++++ INPUT

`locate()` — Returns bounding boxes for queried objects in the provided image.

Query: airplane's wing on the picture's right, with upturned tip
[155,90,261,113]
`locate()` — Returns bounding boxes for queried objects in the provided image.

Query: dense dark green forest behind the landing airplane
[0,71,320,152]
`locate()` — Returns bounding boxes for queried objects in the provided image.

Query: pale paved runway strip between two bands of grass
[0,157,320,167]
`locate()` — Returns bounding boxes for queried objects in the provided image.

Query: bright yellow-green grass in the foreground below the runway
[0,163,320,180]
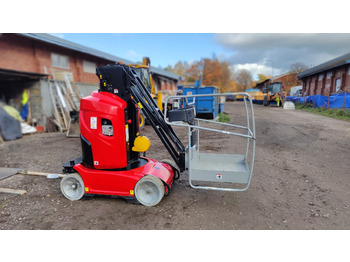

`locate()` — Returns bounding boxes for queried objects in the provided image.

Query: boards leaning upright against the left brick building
[48,70,80,132]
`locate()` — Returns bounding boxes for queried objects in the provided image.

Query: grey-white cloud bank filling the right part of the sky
[215,33,350,75]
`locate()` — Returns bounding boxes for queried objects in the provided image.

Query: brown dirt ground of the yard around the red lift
[0,102,350,230]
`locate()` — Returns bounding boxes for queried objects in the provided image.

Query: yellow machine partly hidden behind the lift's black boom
[128,57,163,129]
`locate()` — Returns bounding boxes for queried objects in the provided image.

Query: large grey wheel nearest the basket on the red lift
[135,175,165,206]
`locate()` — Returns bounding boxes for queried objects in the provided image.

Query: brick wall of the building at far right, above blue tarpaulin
[302,65,350,96]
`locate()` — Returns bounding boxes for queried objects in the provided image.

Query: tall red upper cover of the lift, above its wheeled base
[80,91,127,169]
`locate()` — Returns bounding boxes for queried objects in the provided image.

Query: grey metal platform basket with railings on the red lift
[164,92,255,191]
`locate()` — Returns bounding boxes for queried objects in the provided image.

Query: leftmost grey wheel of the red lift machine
[61,173,85,201]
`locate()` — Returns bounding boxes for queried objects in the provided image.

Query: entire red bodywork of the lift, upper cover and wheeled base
[73,91,174,200]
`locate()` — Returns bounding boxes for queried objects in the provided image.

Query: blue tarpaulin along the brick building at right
[287,93,350,108]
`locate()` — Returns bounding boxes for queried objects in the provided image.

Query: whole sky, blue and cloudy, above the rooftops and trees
[58,33,350,79]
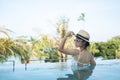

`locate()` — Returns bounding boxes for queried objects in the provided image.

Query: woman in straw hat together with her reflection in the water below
[58,30,96,80]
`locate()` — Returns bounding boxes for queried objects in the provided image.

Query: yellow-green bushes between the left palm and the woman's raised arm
[32,34,59,62]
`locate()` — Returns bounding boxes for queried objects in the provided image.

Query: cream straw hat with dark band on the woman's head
[76,30,90,42]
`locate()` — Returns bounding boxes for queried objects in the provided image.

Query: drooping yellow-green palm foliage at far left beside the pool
[0,27,31,63]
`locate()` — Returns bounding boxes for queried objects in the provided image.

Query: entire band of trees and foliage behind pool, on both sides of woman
[0,19,120,63]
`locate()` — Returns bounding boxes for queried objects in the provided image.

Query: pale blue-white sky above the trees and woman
[0,0,120,41]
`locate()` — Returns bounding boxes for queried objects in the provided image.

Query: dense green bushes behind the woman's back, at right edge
[89,36,120,59]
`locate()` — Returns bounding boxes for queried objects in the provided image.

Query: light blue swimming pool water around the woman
[0,60,120,80]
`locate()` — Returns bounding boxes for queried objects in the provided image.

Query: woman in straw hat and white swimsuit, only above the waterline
[58,30,96,66]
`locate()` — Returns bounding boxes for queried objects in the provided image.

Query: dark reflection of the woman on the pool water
[57,65,95,80]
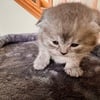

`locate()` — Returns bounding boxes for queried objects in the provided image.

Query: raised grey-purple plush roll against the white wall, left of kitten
[0,33,37,47]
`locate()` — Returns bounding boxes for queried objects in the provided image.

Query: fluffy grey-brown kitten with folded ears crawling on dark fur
[33,3,100,77]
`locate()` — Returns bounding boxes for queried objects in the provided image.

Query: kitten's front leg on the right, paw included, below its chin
[64,59,83,77]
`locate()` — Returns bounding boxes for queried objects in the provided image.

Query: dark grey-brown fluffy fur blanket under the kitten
[0,39,100,100]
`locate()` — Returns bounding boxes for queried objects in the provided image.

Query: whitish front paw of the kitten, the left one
[33,59,49,70]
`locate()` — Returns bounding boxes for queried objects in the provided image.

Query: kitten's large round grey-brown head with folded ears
[37,4,99,56]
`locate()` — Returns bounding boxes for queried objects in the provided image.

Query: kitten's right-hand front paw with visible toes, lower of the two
[64,67,83,77]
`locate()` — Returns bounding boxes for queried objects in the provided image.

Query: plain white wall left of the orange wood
[0,0,37,34]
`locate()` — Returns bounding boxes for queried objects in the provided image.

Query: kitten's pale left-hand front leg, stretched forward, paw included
[33,48,50,70]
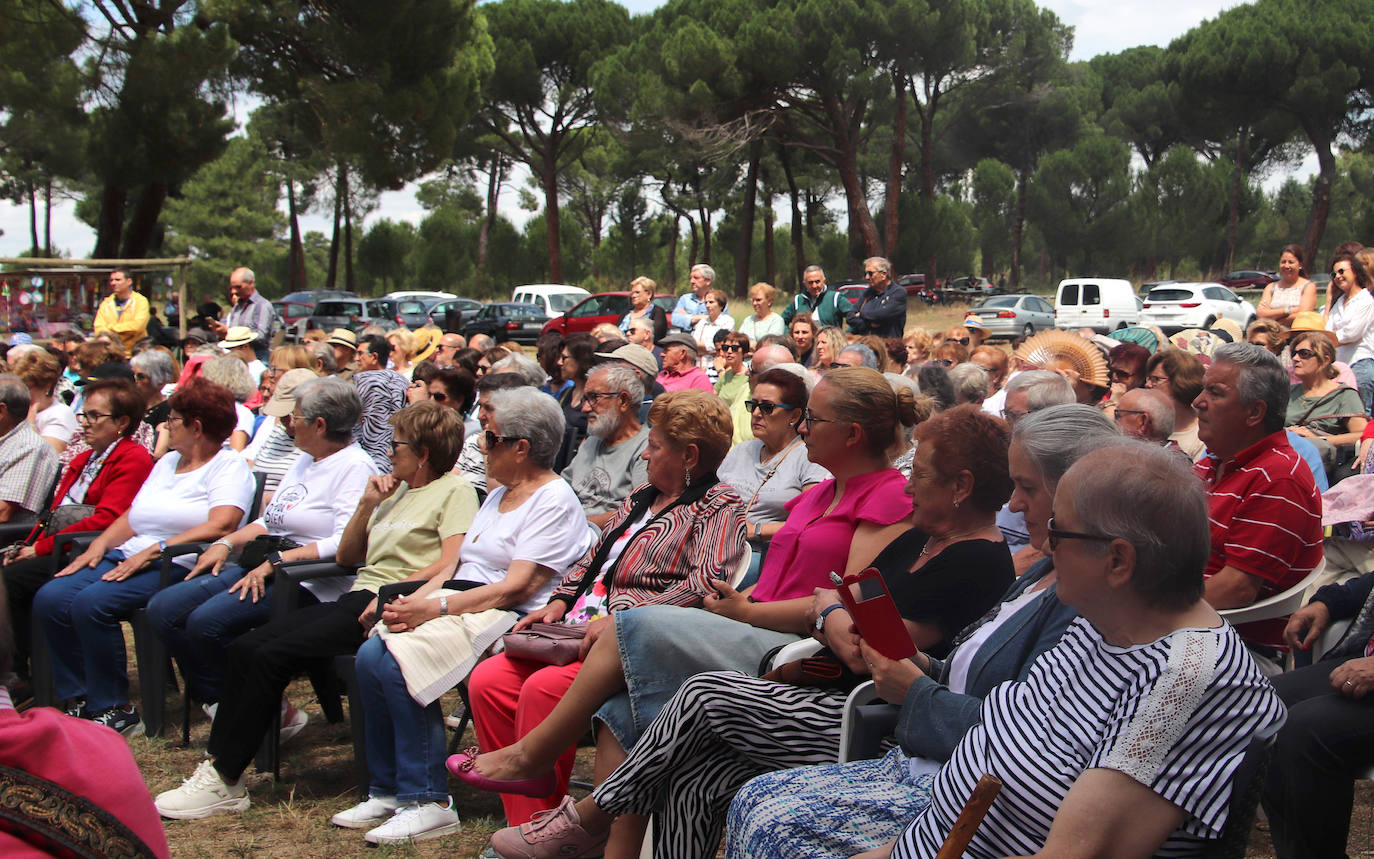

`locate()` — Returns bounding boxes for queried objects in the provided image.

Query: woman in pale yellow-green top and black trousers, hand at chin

++++++++

AIM OF THE TASK: Without the pictures, repeat all the records word for word.

ANSWER FOR THIS EXERCISE:
`locate()` — Returns bounding boxes for queried objects in the provided image.

Query: airplane's wing on the picture's right, with upturned tip
[155,90,261,113]
`locate()` — Returns bounding boxes for queried objects in the provided image.

Query: dense dark green forest behind the landing airplane
[0,71,320,152]
`locate()` — Returns bounding boxes for queried objects in the provided image.

Query: pale paved runway strip between two bands of grass
[0,157,320,167]
`locate()` — Returns bounding boxes for queried objects in the provided image.

Query: bright yellow-green grass in the foreground below the runway
[0,163,320,180]

`locate()` — Returns bounding boxes for queried objects in the provided image.

Query: boards leaning upright against the left brick building
[48,70,80,132]
`locate()` — Returns bounding boxes for queried objects in the provided image.

Query: grey-white cloud bank filling the right part of the sky
[215,33,350,75]
`locate()` — Returns bounding boxes for queried objects in the provided image.

Query: brown dirt ground of the yard around the red lift
[0,102,350,230]
`locate()` — Returns bounding boxes for queried objects in the provided image.

Query: yellow machine partly hidden behind the lift's black boom
[128,57,163,129]
`locate()` — Returns bounding boxes for queried objects in the provided image.

Query: large grey wheel nearest the basket on the red lift
[135,175,165,206]
`locate()` — Returns bounding boxes for queried objects in the provided image.

Query: brick wall of the building at far right, above blue tarpaulin
[302,65,350,96]
`locate()` — Returns bounding boxes for queried objects in the provided image.

Query: tall red upper cover of the lift, above its wheeled base
[80,91,127,169]
`locate()` — Returns bounding boxes for queried objects in the provided image.

Query: grey metal platform basket with railings on the red lift
[164,92,255,191]
`locate()` — Returns bounding boxes for queried objects in the provided image.

Query: leftmost grey wheel of the red lift machine
[61,173,85,201]
`locate()` — Returns bounding boxes for queried objects in the provided image.

Query: entire red bodywork of the lift, upper cover and wheeled base
[73,91,174,200]
`locate()` — Returns bounding boxes for queried objects in the provided image.

Query: blue tarpaulin along the brick building at right
[287,93,350,108]
`locate()` — Returns bounding boxes for queried objects in the provided image.

Query: whole sky, blue and cloudy, above the rooftops and trees
[58,33,350,79]

`locate()` — Returns bounding boxes for queried objects in the provided image.

Query: woman in straw hat together with her reflection in the water below
[58,30,96,80]
`locate()` — Returns bounding boxes for queried objects in the provided image.

Query: yellow-green bushes between the left palm and the woman's raised arm
[32,34,59,62]
`locate()` — Returns bounding boxes for queried objects in the provided image.

Query: cream straw hat with dark band on the woman's head
[76,30,90,42]
`locate()` — Returns bounding boxes for queried objects in the provided image.

Query: drooping yellow-green palm foliage at far left beside the pool
[0,27,31,63]
`locate()` — Returns bounding boxes for queried objects in the provided image.

Query: entire band of trees and foliage behind pool, on both sides of woman
[0,19,120,63]
`locate()` — Returns bounding boxes for queried objects in the provided image.

Query: pale blue-white sky above the trees and woman
[0,0,120,41]
`locate()` — Returns bounding boxes for queried objects in the provided image.

Query: dense green bushes behind the woman's back, at right edge
[89,36,120,59]
`locate()` — Returns bounding boxes for queried objects in the provided image.

Query: light blue swimming pool water around the woman
[0,60,120,80]
`locate()` — Returns bounding boxes for queried objects in the provided image.

Query: woman in straw hat and white swimsuit, only above the waterline
[58,30,96,66]
`locate()` — Returns bounding boxes for queried objects in the provided image.

Query: dark reflection of the woman on the pool water
[57,65,95,80]

`locate()` — Returns bounding boxes for queried objects in the provided image.

Query: raised grey-purple plush roll against the white wall, left of kitten
[0,33,37,47]
`locate()` — Returns bounding boxes for queried objects in the provided image.

Query: fluffy grey-brown kitten with folded ears crawling on dark fur
[33,3,100,77]
`locate()` — Returns bounding boxes for queried objects in the provided image.

Query: kitten's front leg on the right, paw included, below its chin
[64,59,83,77]
`locate()` — Returns bounding boxes for queried objects in the provided image.

Query: dark grey-brown fluffy fur blanket under the kitten
[0,39,100,100]
`locate()` — Returns bounding boxes for queried objects in the provided image.

Query: whitish front paw of the kitten, the left one
[33,59,49,70]
`locate()` — Returns bounding boxes for queried objects in the provided image.

Query: kitten's large round grey-brown head with folded ears
[37,4,99,56]
`locate()` — Returns bounding boxes for queried objects in the provided image.

Query: kitten's right-hand front paw with visible toes, lower of the two
[64,67,83,77]
`locate()` — Returns bounding boxes for queried objects in the provided image.

Query: plain white wall left of the orange wood
[0,0,37,34]
`locate()` — Returns bounding boxes for queried objects in the provided image.

Query: kitten's pale left-hand front leg, stretched forward, paw included
[33,48,50,70]

`locate()` — Returns bounding boxes for queried objects in the provided image.

Query: woman in pale yellow-green top and black trousers, hand at chin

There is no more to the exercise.